Entries supplied ->
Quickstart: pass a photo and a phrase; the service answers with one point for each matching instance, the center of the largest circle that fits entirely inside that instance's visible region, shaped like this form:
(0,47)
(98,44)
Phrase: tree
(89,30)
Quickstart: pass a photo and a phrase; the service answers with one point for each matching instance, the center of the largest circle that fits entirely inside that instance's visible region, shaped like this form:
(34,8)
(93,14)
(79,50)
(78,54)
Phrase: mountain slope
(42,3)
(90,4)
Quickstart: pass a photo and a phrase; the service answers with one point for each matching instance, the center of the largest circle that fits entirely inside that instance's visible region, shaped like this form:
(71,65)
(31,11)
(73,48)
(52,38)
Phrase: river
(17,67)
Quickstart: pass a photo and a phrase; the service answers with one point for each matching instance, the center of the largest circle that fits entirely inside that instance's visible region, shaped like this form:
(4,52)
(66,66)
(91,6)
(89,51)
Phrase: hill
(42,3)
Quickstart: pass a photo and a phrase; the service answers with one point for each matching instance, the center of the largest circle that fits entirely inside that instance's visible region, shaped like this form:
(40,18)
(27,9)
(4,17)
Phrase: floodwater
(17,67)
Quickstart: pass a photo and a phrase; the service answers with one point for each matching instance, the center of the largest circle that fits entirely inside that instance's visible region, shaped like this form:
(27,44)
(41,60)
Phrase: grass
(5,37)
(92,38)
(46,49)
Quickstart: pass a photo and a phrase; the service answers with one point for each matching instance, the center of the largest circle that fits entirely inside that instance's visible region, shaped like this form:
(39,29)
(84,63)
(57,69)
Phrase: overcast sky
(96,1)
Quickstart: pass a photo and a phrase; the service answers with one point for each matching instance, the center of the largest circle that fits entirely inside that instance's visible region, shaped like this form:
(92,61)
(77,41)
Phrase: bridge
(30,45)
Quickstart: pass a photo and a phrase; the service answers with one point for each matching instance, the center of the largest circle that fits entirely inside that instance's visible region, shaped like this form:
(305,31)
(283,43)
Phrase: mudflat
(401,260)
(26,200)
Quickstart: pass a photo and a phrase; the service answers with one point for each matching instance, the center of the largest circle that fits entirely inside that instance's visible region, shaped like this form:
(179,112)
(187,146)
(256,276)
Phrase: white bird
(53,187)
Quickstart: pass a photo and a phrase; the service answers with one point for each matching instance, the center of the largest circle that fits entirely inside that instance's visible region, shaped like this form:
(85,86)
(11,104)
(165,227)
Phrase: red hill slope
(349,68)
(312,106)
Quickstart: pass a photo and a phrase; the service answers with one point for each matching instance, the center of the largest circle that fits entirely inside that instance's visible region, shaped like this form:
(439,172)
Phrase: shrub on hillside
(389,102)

Task brief -> Count the lines in the rows above that contain the string "slope", where a difference in letter case counts as a mismatch. Reply with the number only.

Task answer -> 2